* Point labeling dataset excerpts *
Begin

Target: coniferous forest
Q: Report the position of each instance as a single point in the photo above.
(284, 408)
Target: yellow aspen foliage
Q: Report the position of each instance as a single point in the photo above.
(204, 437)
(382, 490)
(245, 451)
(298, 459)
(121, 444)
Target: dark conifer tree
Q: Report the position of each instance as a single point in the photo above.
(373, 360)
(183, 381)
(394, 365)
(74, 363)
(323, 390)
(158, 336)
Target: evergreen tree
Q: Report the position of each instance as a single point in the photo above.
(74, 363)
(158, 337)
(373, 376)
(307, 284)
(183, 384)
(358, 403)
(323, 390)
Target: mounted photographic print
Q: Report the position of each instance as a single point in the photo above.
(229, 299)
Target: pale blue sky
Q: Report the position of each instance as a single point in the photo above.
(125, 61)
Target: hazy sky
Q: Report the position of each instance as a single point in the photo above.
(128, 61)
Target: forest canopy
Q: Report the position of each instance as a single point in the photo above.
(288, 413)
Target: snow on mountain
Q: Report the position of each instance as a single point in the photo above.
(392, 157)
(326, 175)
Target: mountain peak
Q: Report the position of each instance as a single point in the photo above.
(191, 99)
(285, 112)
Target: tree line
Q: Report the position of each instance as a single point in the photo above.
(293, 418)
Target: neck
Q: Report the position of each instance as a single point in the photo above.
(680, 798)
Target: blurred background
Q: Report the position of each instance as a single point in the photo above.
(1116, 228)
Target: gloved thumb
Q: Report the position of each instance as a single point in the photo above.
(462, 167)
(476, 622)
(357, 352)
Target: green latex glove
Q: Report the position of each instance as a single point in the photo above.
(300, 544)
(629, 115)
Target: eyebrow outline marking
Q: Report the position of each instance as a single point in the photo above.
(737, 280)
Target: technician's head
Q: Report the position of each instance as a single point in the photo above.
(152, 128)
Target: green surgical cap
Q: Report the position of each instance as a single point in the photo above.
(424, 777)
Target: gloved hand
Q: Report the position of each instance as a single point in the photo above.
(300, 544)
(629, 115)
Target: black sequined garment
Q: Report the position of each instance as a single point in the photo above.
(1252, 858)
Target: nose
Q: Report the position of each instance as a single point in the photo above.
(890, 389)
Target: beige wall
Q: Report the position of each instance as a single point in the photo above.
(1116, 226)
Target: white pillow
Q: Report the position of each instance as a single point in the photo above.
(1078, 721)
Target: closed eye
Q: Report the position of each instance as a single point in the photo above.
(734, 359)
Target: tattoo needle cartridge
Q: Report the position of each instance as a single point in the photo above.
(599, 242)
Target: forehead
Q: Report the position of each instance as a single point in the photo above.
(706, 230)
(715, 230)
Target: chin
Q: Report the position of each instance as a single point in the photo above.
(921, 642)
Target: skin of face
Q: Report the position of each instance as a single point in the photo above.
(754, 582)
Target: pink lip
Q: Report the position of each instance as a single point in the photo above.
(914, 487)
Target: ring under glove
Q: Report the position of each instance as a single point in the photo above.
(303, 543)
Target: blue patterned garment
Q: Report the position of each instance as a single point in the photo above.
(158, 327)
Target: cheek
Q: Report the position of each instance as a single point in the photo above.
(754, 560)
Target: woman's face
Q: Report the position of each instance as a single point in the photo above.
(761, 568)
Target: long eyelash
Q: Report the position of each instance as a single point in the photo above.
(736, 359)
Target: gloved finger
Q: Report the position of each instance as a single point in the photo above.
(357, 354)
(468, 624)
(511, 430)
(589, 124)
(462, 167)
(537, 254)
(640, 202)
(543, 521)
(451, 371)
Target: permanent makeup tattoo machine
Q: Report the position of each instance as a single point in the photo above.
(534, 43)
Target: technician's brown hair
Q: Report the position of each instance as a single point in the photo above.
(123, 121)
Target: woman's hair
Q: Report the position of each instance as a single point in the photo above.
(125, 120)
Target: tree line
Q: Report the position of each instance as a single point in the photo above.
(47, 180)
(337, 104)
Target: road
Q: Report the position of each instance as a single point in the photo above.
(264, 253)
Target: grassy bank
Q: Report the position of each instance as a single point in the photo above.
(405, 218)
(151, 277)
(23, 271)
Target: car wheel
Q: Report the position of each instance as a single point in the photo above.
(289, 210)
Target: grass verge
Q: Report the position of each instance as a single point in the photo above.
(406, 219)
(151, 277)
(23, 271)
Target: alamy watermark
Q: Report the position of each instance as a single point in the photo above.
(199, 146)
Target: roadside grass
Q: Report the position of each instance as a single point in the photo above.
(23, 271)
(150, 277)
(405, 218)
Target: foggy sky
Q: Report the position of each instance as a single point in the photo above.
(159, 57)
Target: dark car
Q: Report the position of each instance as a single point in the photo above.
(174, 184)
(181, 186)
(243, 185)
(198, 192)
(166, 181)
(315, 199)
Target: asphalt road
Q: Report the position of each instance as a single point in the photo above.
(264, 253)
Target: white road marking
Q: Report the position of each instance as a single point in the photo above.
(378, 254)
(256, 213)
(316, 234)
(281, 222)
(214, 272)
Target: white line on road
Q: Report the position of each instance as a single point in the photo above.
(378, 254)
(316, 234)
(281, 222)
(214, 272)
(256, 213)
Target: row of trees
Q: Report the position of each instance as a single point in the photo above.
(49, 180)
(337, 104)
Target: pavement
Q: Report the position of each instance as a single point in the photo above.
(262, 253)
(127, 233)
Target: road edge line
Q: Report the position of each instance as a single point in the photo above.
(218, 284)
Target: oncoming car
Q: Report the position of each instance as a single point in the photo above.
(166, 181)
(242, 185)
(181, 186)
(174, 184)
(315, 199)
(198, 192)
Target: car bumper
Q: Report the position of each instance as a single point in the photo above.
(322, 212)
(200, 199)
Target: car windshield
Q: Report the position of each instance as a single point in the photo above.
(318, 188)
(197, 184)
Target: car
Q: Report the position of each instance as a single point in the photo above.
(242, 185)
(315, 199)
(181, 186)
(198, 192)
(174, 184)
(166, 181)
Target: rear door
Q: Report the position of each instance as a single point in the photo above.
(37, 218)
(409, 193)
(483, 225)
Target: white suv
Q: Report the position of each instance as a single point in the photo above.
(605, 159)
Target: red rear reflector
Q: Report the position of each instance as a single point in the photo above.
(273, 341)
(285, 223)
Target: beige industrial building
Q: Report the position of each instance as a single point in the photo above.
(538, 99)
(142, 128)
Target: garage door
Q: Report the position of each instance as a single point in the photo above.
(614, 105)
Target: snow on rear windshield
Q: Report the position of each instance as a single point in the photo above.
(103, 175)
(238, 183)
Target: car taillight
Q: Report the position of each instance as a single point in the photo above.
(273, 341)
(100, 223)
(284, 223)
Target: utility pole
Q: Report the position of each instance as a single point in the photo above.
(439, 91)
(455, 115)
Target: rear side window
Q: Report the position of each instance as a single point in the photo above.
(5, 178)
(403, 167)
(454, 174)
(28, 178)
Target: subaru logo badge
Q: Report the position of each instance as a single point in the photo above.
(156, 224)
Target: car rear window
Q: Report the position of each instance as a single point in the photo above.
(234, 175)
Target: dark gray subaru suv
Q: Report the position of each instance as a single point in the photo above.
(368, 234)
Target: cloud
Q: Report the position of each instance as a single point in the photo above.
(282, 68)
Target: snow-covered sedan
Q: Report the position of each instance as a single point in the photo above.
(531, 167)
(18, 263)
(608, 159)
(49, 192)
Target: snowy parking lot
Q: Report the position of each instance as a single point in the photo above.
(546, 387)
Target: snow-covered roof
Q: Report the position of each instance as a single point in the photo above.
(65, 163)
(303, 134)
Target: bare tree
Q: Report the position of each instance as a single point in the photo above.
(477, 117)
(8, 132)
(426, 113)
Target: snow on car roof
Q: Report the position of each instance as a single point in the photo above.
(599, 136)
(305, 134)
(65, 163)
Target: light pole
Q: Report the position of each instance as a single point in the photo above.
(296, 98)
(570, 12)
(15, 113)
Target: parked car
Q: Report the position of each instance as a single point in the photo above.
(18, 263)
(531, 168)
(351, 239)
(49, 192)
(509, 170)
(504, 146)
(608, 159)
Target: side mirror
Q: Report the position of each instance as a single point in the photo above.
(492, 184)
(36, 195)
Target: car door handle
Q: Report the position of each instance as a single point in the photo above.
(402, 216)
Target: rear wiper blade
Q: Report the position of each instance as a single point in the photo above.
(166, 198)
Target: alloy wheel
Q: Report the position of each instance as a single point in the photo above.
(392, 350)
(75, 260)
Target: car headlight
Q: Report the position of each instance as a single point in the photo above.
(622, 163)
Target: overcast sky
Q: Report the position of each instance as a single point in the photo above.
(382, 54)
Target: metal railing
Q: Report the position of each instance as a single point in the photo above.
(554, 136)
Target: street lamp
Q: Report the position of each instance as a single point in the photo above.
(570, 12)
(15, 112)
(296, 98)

End

* What to do *
Only the lines from the one containing "Target: light pole" through the end of the material should be reproduced, exactly, with both ends included.

* Response to this exercise *
Target: light pole
Q: Report the position of each instance as a single point in the photo above.
(296, 98)
(570, 12)
(15, 113)
Target: parked car
Q: Report the position of each instance as a single point in the photo above.
(18, 263)
(531, 168)
(351, 239)
(49, 192)
(509, 170)
(504, 146)
(608, 159)
Target: side mirror
Q: Report the position of each instance as a single point in the photo above.
(492, 184)
(36, 195)
Target: car door handle
Q: Report the position of each instance as a single point in the photo above.
(402, 216)
Target: rear wiper blade
Q: Report the position of each instance as a single point in the photo above.
(166, 198)
Target: alloy wheel
Q: Report the position of each instance as a single point in the photo above.
(392, 350)
(75, 260)
Target: car headlight
Q: Report the position of each instance as a single point in the photo above.
(622, 163)
Target: overcast sky
Q: Report the position of each instance as a single point in the photo above.
(382, 54)
Target: metal railing
Q: Report the position of each instance as a single point in the photo above.
(554, 136)
Target: street lamp
Q: Report the position of each instance as a single point in the photo above.
(570, 12)
(15, 112)
(296, 98)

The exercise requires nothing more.